- **Task objective**:
When you write the records again, keep every line exactly as it was.

- **Given information**:
★ ★ ★ ★ ★
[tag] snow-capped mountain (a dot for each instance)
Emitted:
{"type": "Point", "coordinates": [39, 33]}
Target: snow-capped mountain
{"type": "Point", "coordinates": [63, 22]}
★ ★ ★ ★ ★
- **Solution to this task**:
[tag] snow-capped mountain (a dot for each instance)
Emitted:
{"type": "Point", "coordinates": [39, 33]}
Target: snow-capped mountain
{"type": "Point", "coordinates": [63, 22]}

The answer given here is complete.